▸ **WHAT THE EXERCISE ASKS**:
Only the lines from the one with "In this exercise you will mark the gravel" onward are wanted, through the last line of the entries, set down exactly.

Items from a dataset

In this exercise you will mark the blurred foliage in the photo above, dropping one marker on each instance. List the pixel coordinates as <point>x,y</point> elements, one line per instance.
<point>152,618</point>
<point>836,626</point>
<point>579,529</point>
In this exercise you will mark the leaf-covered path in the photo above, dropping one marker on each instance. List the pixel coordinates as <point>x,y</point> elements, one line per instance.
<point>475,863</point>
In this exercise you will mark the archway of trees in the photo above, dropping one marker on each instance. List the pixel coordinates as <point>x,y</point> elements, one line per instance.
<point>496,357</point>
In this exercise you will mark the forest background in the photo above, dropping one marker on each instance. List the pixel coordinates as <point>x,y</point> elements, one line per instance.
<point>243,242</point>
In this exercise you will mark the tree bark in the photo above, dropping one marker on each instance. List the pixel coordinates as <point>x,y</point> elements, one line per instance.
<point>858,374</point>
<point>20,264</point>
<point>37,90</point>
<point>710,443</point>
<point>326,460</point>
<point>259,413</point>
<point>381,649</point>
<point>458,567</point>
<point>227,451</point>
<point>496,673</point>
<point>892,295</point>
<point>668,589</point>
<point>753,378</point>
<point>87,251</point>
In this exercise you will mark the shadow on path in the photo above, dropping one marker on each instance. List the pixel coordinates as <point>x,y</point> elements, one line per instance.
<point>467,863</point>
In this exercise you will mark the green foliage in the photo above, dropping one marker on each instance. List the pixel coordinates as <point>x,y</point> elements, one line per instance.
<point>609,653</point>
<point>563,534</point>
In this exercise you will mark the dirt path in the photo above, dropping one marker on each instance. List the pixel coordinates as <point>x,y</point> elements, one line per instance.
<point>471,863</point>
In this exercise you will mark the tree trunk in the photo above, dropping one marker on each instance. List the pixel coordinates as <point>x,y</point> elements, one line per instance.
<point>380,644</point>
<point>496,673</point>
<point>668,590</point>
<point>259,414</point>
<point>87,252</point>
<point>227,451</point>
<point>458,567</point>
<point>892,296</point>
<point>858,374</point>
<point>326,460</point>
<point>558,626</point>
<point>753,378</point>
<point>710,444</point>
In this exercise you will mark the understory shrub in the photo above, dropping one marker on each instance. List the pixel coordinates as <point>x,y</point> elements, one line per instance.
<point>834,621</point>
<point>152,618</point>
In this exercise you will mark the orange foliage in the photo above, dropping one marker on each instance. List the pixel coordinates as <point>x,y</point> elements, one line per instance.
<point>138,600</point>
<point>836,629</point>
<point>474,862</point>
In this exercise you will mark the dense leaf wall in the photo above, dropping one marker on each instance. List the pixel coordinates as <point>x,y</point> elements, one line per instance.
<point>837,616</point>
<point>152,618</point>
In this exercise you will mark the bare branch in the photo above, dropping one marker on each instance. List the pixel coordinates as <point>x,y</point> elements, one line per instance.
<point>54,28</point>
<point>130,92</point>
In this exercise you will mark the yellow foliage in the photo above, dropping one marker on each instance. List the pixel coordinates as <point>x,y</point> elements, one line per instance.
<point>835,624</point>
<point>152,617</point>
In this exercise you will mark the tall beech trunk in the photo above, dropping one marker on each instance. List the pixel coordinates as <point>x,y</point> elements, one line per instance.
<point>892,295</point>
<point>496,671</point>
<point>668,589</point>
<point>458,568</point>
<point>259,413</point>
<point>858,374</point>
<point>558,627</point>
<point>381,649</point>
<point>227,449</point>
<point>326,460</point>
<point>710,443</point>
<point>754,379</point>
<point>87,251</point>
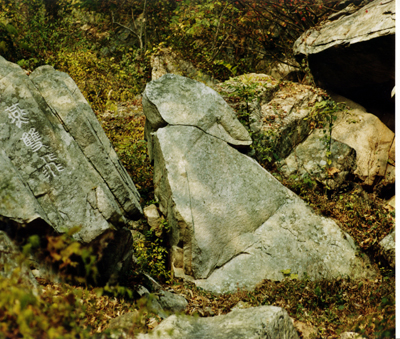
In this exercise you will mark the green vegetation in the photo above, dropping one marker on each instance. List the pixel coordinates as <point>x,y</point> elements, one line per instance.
<point>106,46</point>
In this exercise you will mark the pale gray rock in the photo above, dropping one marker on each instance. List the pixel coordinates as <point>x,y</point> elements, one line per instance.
<point>285,120</point>
<point>251,323</point>
<point>59,163</point>
<point>354,56</point>
<point>373,142</point>
<point>372,21</point>
<point>232,223</point>
<point>199,106</point>
<point>152,216</point>
<point>309,159</point>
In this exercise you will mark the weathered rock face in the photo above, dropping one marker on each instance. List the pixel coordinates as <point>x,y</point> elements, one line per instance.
<point>57,160</point>
<point>213,115</point>
<point>354,56</point>
<point>281,118</point>
<point>233,224</point>
<point>374,144</point>
<point>251,323</point>
<point>309,159</point>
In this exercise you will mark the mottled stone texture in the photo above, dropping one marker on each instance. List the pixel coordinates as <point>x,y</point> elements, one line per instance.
<point>232,223</point>
<point>250,323</point>
<point>57,164</point>
<point>354,56</point>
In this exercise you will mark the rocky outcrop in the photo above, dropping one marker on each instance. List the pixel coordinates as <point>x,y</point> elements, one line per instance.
<point>309,159</point>
<point>354,56</point>
<point>57,164</point>
<point>373,142</point>
<point>233,224</point>
<point>286,128</point>
<point>251,323</point>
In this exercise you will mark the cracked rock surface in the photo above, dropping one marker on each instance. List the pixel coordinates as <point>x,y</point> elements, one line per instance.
<point>56,161</point>
<point>233,224</point>
<point>250,323</point>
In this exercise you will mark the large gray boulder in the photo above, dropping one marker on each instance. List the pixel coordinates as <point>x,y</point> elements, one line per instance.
<point>354,56</point>
<point>250,323</point>
<point>57,164</point>
<point>232,223</point>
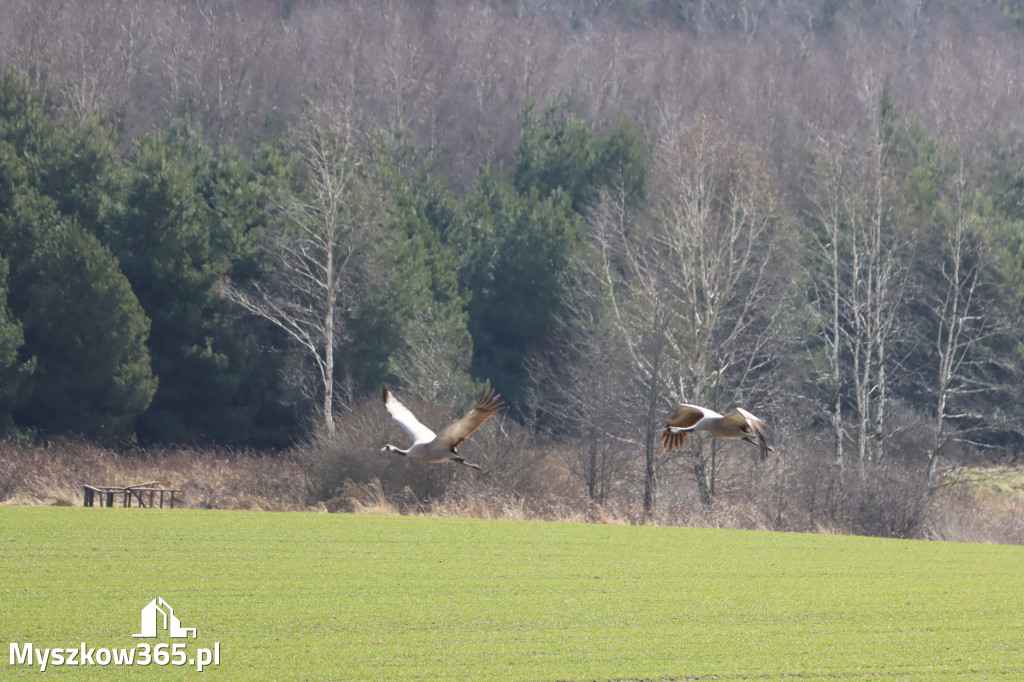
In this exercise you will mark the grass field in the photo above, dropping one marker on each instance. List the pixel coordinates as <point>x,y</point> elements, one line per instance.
<point>330,596</point>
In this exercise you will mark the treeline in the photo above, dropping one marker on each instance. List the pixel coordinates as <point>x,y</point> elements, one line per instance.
<point>812,209</point>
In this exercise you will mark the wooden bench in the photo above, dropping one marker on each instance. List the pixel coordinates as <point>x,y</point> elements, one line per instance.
<point>127,493</point>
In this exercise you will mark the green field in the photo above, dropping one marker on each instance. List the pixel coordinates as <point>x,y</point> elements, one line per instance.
<point>318,596</point>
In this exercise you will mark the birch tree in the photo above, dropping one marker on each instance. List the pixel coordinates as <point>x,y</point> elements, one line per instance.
<point>717,230</point>
<point>318,250</point>
<point>860,272</point>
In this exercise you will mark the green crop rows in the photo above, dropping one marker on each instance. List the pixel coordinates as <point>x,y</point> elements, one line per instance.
<point>335,597</point>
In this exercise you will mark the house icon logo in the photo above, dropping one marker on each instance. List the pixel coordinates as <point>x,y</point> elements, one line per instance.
<point>151,621</point>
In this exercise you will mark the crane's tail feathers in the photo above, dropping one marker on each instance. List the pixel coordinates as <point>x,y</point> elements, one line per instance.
<point>672,439</point>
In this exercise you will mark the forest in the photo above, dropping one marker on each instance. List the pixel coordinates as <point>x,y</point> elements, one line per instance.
<point>226,224</point>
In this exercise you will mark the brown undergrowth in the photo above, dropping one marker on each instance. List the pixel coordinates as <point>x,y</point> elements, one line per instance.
<point>353,478</point>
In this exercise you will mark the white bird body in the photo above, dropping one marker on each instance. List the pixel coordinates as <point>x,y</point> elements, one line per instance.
<point>433,448</point>
<point>737,424</point>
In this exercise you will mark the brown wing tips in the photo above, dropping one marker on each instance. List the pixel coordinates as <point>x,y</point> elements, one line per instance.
<point>685,417</point>
<point>672,439</point>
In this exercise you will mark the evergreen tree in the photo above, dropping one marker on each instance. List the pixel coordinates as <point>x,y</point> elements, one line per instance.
<point>83,326</point>
<point>187,217</point>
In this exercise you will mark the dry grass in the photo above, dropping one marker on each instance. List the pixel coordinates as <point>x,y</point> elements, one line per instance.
<point>525,483</point>
<point>53,473</point>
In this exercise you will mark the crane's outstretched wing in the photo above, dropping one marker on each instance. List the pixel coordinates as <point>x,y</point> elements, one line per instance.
<point>407,420</point>
<point>754,425</point>
<point>685,417</point>
<point>460,429</point>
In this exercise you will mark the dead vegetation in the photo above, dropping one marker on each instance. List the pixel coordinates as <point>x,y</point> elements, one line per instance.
<point>350,475</point>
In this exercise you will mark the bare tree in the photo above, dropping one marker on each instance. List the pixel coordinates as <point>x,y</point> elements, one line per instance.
<point>717,231</point>
<point>860,274</point>
<point>628,269</point>
<point>318,250</point>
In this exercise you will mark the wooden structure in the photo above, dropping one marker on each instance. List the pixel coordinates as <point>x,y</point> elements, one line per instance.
<point>143,493</point>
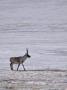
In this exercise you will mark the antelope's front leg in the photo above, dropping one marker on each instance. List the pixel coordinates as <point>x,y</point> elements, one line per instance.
<point>18,66</point>
<point>23,67</point>
<point>11,66</point>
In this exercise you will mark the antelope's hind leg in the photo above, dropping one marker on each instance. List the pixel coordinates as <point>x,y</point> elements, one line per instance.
<point>18,66</point>
<point>11,66</point>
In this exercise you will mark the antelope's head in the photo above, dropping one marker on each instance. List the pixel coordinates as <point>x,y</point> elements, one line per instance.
<point>28,54</point>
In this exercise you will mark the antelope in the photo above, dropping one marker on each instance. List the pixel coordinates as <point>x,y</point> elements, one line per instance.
<point>19,60</point>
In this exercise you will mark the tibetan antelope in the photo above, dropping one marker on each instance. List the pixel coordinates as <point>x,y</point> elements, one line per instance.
<point>19,60</point>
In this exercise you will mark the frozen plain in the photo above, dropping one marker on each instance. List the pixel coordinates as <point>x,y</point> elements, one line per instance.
<point>40,26</point>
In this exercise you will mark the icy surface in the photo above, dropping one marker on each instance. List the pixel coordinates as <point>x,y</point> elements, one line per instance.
<point>40,26</point>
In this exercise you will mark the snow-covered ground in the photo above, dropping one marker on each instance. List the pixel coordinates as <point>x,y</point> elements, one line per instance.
<point>40,26</point>
<point>33,80</point>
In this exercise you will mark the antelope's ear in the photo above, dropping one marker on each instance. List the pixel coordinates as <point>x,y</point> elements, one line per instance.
<point>27,50</point>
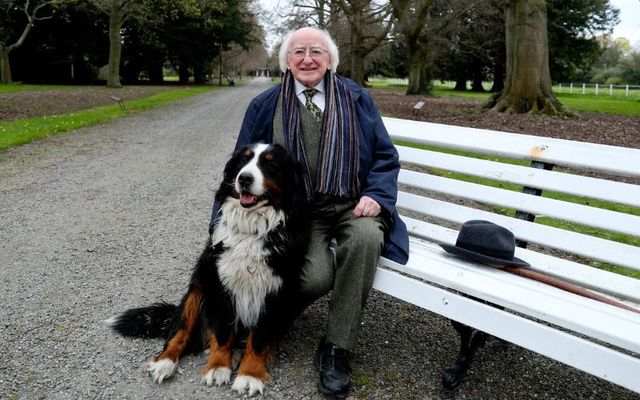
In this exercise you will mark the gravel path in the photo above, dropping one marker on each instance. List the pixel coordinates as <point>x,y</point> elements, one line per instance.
<point>113,216</point>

▸ **ANSWER SPACE**:
In this exercise you will mark the gravel path in the photo above, dropping one marker on each instance. List the pixel coordinates as <point>x,y</point> elements, one line per instance.
<point>113,216</point>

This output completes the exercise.